◆ TEXT SEGMENT:

★ ★ ★

The first reference to Ropczyce comes from a document of 1252, which confirmed the donation of the land by the brothers Klemens and Marek Gryf to a Cistercian Abbey in Szczyrzyc near Limanowa. Around this time Ropczyce was damaged by a Tatar raid. In 1266 the settlement was destroyed by an army composed of Ruthenians, Tatar and Lithuanian troops, led by the Ruthenian prince Shvarn. Ropczyce became a town on 3 March 1362, when the Polish king, Casimir III the Great, gave it town rights (Magdeburg rights). At the same time, he made two brothers, Jan and Mikolaj Gielnic the first wójts or advocates of the new town. He also made Ropczyce a parish, separate from the parish of Sędziszow. Within six years a parish church was built in the new royal town of Ropczyce. As Ropczyce was situated close to the Sandomierz Forest (Puszcza Sandomierska), one of the biggest forests in southern Poland, which covers large parts of the Sandomierz Basin, it became a popular place for the Polish Kings to stay when they went hunting and fishing.

★ ★ ★

◆ REQUIRED ACTION 1:
According to the passage on Ropczyce's history, on what date did Ropczyce become a town?
◆ REQUIRED ACTION 2:
Resume the passage on Ropczyce's history after its last sentence.
The rows stand apart from the passage on Ropczyce's history and are not part of it.

★ ★ ★

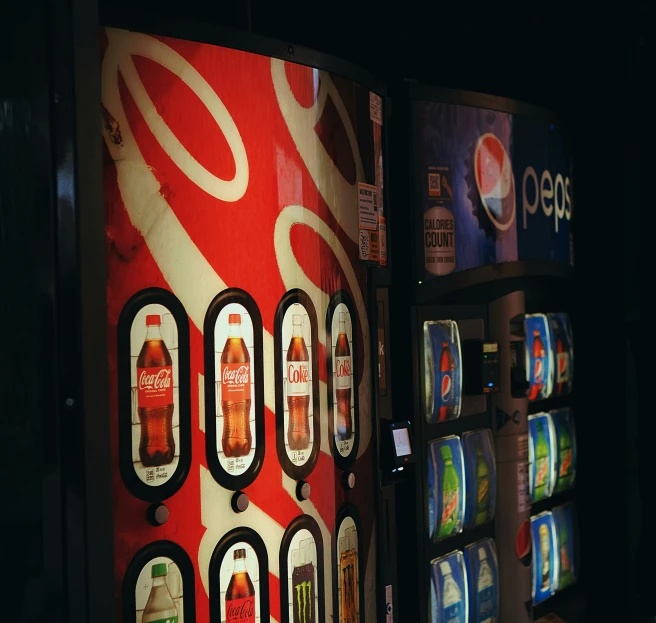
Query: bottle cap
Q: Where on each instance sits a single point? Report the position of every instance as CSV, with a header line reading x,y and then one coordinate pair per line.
x,y
446,452
158,570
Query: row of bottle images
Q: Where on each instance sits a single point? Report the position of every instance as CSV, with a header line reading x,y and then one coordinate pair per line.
x,y
159,582
552,453
554,543
465,585
461,483
548,353
154,387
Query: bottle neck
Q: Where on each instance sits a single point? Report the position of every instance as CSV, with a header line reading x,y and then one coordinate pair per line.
x,y
240,566
153,332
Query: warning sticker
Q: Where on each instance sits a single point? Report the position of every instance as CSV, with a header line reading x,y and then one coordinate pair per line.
x,y
376,108
382,230
368,206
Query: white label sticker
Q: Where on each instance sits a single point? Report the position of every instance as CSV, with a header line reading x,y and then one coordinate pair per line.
x,y
376,108
523,502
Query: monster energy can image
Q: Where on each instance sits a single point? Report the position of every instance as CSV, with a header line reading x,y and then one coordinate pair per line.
x,y
303,595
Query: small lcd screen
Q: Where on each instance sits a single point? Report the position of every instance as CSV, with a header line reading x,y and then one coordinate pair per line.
x,y
402,441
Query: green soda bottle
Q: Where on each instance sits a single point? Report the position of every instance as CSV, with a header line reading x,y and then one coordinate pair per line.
x,y
450,494
482,487
541,463
564,459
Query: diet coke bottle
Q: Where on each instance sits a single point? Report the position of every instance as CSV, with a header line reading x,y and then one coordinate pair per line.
x,y
343,382
240,596
298,389
155,397
236,392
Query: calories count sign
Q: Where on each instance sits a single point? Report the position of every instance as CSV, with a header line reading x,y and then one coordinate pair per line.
x,y
439,241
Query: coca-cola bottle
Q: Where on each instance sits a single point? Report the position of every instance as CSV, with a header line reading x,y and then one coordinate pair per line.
x,y
447,383
298,388
160,606
155,397
235,392
343,382
240,596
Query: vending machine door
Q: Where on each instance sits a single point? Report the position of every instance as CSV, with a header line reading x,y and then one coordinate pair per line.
x,y
243,211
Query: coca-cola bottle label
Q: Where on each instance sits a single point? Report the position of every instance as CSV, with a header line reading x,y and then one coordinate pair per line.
x,y
235,381
298,378
343,372
155,387
240,610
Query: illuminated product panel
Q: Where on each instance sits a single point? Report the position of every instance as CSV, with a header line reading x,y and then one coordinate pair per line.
x,y
243,210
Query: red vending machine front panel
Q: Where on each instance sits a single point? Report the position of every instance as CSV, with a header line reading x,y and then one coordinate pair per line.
x,y
241,194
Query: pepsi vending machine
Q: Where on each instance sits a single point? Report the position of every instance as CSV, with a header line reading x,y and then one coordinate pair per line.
x,y
246,293
491,352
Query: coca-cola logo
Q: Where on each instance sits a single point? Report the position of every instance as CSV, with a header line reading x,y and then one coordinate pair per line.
x,y
298,375
242,610
236,376
343,368
446,387
160,380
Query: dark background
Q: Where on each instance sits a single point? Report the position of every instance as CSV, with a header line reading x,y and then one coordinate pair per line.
x,y
588,64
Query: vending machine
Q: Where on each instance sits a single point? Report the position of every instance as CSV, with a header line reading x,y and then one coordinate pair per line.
x,y
489,512
246,276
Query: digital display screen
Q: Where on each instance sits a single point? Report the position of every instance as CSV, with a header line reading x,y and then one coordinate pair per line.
x,y
402,442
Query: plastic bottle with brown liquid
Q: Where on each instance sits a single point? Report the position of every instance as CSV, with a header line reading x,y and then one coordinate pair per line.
x,y
155,397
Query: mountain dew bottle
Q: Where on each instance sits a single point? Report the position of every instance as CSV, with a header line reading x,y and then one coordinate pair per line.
x,y
564,458
450,494
482,487
541,463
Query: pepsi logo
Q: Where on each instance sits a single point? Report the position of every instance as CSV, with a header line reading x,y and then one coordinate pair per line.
x,y
539,368
495,181
446,387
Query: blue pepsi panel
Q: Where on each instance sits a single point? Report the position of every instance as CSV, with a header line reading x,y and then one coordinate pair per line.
x,y
480,468
446,461
562,353
564,523
541,456
449,593
539,358
442,370
483,581
565,449
543,170
545,561
496,188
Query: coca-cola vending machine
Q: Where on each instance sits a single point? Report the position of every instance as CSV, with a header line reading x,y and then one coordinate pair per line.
x,y
246,276
492,358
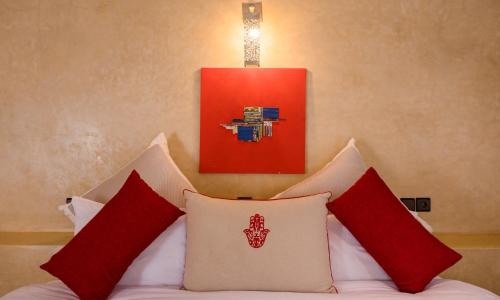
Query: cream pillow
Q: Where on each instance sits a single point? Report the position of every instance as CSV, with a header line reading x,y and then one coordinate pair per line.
x,y
156,167
279,245
336,176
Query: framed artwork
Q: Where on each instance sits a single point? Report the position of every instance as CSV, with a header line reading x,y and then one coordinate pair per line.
x,y
252,120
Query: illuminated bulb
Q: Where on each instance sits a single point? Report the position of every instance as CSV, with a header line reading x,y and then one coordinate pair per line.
x,y
254,33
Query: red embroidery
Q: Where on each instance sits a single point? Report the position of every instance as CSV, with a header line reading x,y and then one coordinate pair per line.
x,y
256,233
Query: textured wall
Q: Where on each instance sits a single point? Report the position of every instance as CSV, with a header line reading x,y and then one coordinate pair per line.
x,y
85,85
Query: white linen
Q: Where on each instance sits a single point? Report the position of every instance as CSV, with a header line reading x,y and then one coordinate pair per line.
x,y
438,289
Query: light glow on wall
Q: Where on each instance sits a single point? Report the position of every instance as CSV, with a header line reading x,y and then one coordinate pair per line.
x,y
252,16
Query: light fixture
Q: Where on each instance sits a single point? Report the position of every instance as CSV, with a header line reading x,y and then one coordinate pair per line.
x,y
252,16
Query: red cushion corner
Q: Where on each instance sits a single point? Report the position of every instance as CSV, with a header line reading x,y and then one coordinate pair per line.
x,y
95,259
409,254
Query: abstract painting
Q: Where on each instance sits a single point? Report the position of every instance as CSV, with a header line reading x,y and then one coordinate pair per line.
x,y
252,120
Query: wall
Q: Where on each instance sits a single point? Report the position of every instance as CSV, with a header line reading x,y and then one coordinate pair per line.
x,y
85,85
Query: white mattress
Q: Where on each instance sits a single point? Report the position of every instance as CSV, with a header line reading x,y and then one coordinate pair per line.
x,y
441,289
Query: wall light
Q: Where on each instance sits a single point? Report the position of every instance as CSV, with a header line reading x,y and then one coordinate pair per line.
x,y
252,16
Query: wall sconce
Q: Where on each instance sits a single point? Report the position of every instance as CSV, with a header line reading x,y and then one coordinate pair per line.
x,y
252,16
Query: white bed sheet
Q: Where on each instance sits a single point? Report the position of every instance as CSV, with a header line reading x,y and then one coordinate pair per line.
x,y
441,289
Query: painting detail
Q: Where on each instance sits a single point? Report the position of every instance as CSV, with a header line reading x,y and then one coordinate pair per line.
x,y
257,123
252,120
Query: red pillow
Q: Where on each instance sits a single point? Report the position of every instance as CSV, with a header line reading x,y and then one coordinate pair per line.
x,y
409,254
95,259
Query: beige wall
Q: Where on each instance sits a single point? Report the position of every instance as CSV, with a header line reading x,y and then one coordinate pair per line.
x,y
85,85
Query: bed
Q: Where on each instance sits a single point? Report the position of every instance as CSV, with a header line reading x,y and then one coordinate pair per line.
x,y
159,272
441,289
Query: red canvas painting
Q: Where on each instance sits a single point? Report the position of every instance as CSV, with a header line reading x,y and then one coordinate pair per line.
x,y
252,120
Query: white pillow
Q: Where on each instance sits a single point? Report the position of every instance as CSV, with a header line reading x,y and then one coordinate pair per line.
x,y
337,176
156,167
349,260
161,263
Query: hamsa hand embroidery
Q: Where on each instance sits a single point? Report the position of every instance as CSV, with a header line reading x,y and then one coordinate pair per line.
x,y
256,233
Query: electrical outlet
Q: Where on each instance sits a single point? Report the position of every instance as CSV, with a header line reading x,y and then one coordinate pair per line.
x,y
423,204
409,203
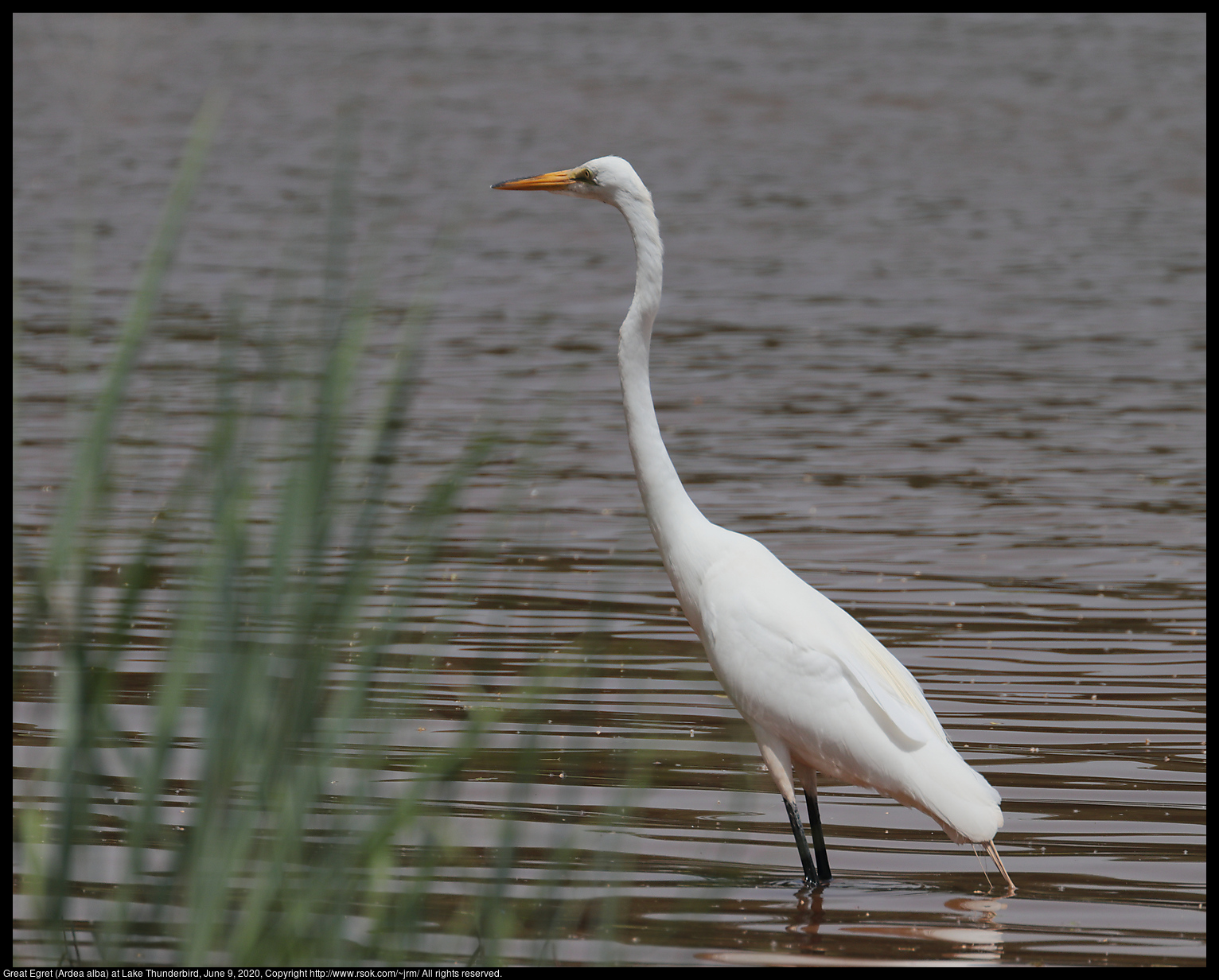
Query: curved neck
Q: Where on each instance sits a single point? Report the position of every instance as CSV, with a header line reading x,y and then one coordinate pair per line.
x,y
666,501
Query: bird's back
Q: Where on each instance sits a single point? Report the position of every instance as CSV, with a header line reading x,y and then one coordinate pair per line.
x,y
802,670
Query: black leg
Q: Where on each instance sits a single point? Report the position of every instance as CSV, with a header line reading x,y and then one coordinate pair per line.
x,y
797,831
815,826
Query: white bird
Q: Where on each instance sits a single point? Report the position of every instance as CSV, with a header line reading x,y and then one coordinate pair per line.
x,y
820,691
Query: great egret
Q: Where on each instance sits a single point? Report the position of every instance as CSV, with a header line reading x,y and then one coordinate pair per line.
x,y
818,690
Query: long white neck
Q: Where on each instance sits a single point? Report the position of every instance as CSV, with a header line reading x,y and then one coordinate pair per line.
x,y
673,515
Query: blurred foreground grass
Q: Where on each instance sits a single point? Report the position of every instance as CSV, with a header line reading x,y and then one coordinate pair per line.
x,y
226,839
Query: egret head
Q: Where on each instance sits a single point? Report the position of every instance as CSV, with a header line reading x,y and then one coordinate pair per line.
x,y
607,178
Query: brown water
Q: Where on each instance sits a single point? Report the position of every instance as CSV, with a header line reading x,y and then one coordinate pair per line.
x,y
933,331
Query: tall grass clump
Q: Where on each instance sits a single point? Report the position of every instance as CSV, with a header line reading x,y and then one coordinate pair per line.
x,y
233,844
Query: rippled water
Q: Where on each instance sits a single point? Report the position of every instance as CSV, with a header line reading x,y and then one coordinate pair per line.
x,y
933,332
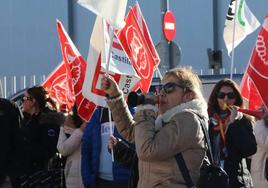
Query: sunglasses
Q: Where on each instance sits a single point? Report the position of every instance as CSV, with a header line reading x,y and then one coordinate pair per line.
x,y
230,95
170,87
25,98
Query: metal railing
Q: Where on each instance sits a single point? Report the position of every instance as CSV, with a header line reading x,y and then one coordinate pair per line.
x,y
9,85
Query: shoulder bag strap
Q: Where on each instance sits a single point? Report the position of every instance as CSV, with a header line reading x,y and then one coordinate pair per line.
x,y
184,170
205,131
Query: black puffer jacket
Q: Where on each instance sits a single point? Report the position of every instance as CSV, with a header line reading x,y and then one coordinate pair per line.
x,y
125,154
41,132
10,126
240,143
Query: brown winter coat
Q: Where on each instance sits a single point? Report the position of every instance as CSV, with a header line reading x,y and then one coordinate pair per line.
x,y
156,147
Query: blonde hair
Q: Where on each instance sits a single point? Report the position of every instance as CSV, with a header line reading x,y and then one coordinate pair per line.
x,y
188,79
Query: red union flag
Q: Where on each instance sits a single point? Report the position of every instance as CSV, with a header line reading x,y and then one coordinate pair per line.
x,y
250,94
145,31
75,67
58,88
138,51
258,65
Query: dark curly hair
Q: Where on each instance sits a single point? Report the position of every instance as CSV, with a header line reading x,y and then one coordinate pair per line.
x,y
213,105
41,97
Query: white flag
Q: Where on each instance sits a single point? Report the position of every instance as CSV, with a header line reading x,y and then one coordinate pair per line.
x,y
246,23
120,67
113,11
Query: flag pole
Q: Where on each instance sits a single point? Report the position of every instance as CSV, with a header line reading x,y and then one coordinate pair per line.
x,y
111,36
232,58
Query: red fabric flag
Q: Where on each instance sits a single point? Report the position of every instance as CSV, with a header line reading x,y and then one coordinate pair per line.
x,y
145,31
250,94
59,90
258,66
75,71
138,50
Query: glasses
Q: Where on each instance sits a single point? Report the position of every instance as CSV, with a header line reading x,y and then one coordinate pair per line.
x,y
230,95
25,98
170,87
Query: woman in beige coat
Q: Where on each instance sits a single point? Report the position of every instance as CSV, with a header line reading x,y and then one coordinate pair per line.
x,y
69,145
161,133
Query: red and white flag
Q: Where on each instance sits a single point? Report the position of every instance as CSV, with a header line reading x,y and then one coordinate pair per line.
x,y
145,31
250,94
75,67
257,69
57,86
137,48
120,67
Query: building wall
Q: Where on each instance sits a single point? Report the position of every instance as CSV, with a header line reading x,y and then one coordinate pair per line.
x,y
29,42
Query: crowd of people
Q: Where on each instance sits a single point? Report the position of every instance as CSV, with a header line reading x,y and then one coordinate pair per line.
x,y
42,147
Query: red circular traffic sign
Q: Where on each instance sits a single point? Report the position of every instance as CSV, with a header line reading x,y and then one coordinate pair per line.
x,y
169,25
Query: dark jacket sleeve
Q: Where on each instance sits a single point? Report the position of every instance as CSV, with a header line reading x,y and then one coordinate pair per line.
x,y
243,140
90,150
124,153
9,120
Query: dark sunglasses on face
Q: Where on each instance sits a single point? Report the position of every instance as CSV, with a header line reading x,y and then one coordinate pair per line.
x,y
230,95
170,87
25,98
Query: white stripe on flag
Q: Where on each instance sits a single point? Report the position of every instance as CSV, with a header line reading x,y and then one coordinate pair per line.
x,y
169,26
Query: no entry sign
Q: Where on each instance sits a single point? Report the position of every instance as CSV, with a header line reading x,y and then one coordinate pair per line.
x,y
169,26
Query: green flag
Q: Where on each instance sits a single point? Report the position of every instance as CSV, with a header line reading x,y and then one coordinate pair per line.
x,y
245,23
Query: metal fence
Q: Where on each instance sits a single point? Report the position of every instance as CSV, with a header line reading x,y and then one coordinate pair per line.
x,y
9,85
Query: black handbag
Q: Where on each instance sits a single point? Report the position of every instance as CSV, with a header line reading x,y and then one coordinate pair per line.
x,y
211,175
52,177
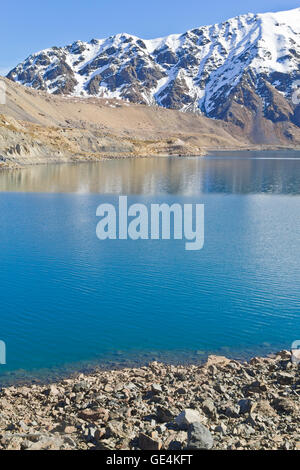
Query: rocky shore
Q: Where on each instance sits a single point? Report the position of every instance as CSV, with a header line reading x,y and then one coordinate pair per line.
x,y
223,404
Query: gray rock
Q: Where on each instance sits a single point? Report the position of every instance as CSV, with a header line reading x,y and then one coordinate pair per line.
x,y
187,417
199,437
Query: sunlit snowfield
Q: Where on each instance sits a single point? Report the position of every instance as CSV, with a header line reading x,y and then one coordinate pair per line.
x,y
70,300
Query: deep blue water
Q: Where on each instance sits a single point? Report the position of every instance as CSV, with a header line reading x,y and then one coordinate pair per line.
x,y
68,299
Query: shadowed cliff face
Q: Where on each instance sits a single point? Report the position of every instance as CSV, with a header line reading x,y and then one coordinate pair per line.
x,y
234,71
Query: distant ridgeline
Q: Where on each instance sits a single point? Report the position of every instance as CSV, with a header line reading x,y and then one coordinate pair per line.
x,y
241,70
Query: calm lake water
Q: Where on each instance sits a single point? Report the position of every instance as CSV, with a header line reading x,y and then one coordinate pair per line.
x,y
70,301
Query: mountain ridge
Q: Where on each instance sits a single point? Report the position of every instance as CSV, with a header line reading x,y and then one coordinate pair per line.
x,y
243,71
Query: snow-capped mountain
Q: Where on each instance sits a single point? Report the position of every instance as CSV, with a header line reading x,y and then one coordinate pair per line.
x,y
248,64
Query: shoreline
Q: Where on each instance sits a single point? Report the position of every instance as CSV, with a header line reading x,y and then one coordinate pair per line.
x,y
206,152
246,405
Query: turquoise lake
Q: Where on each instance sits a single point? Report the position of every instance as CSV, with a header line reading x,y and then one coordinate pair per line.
x,y
70,301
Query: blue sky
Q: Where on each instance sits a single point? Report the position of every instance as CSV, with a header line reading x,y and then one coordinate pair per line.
x,y
32,25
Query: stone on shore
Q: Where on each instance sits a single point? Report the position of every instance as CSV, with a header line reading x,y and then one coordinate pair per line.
x,y
199,437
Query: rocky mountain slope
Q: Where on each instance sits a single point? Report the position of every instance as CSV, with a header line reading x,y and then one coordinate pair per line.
x,y
242,71
38,128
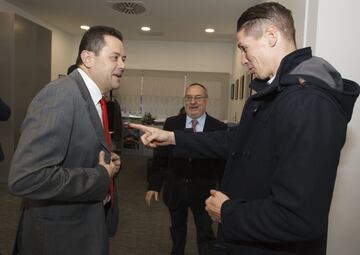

★ ★ ★

◆ EXERCISE RESPONSE 1:
3 March 1362

◆ EXERCISE RESPONSE 2:
King Casimir III the Great, king Casimir IV Jagiellon and king Władysław II Jagiełło were regular visitors to Ropczyce. Under the patronage of the Polish Royals and subsequent trade agreements with Ruthenia, the town's future started to look very good. It could then grow and develop, also due to its favourable location on an important trade route from Silesia and Lesser Poland to Ruthenia. Ropczyce was severely damaged during a Tatar raid in 1504. To help the town and citizens recover from this tragedy, king Alexander Jagiellon gave all the citizens a 10-year tax exemption from 1504 to 1514 In the 15th and 16th centuries Ropczyce became a major centre in the manufacture of canvas goods.

Since its formation Ropczyce has been known by several different names, although these appear to be phonetic variations of the same name. By the middle of the 16th century, it was first recorded as 'Ropczyce' replacing the previous variation of 'Robczyce' – this name is thought to have probably originated from the family name of Robek (from the Polish verb, robić – "to work") who are thought to have established the original settlement.

In the 16th century Ropczyce's churches were influenced by The Reformation, with the Parish Church going over to Protestantism several times. Around the 1550s the Parish Church was under the control of the Polish Brethren (Bracia Polscy, also called Arians or Socinians) for over a decade.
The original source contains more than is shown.